PAGE:
The decision



Upper Tribunal
(Immigration and Asylum Chamber) Appeal Number: DA/00589/2018


THE IMMIGRATION ACTS


Heard at Field House
Decision Promulgated
On 11 February 2020
On 4 March 2020



Before

UPPER TRIBUNAL JUDGE CANAVAN


Between

the Secretary of State for the Home Department
Appellant
and

Michael [X]
Respondent


Representation:
For the Appellant: Mr T. Lindsay, Senior Home Office Presenting Officer
For the Respondent: Mr P. Georget, instructed by Duncan Lewis & Co. (Harrow Office)


DECISION AND REASONS
1. For the sake of continuity, I shall refer to the parties as they were before the First-tier Tribunal although technically this is an appeal by the Secretary of State to the Upper Tribunal.
2. The appellant (Michael [X]) appealed the Secretary of State's decision dated 03 September 2018 to make a decision to remove him on public policy grounds under European law as a result of a conviction for a serious offence involving the supply of controlled class A drugs, for which he was sentenced to six years' imprisonment.

GIVEN EXERCISE 1: Reproduce the rows word for word, starting with their first line and going on through the line with "<point>190,115</point>".
The rows have no connection to the tribunal decision.

DATA RECORDS:
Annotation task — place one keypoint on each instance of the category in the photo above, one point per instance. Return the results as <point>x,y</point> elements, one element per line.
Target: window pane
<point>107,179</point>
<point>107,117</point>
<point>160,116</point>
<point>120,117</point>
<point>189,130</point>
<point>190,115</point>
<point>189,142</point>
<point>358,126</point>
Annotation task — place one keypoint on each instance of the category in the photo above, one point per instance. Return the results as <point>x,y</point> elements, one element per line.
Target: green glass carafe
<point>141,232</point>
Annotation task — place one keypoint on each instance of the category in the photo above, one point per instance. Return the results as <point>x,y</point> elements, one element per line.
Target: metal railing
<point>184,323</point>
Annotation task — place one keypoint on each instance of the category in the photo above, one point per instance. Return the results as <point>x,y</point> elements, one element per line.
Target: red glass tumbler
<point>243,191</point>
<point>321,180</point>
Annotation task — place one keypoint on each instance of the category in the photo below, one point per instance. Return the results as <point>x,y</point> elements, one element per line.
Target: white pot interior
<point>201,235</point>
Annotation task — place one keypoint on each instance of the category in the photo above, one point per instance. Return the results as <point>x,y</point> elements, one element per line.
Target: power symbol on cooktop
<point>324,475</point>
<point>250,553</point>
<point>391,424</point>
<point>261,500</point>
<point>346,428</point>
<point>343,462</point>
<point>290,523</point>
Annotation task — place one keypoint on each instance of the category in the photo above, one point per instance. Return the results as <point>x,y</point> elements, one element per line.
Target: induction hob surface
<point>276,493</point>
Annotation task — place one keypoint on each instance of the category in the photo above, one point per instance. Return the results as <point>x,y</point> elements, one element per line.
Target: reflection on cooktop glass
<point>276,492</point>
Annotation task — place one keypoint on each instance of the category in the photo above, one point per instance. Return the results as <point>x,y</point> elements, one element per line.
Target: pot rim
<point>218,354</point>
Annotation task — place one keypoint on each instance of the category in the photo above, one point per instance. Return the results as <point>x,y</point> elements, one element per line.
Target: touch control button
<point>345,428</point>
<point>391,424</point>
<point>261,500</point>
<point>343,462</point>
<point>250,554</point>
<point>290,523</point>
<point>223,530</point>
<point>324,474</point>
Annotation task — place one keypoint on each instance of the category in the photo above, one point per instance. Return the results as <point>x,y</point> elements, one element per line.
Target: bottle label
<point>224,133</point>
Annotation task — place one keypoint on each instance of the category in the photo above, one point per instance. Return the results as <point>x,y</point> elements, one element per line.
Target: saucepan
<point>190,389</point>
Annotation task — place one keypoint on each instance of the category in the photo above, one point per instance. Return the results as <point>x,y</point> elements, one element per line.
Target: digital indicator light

GIVEN EXERCISE 2: From the tribunal decision, give back the passage word for word, starting with "DECISION AND REASONS" and going on through "the Upper Tribunal.".

WRITTEN REPLY 1:
Annotation task — place one keypoint on each instance of the category in the photo above, one point per instance. Return the results as <point>x,y</point> elements, one element per line.
Target: window pane
<point>107,179</point>
<point>107,117</point>
<point>160,116</point>
<point>120,117</point>
<point>189,130</point>
<point>190,115</point>

WRITTEN REPLY 2:
DECISION AND REASONS
1. For the sake of continuity, I shall refer to the parties as they were before the First-tier Tribunal although technically this is an appeal by the Secretary of State to the Upper Tribunal.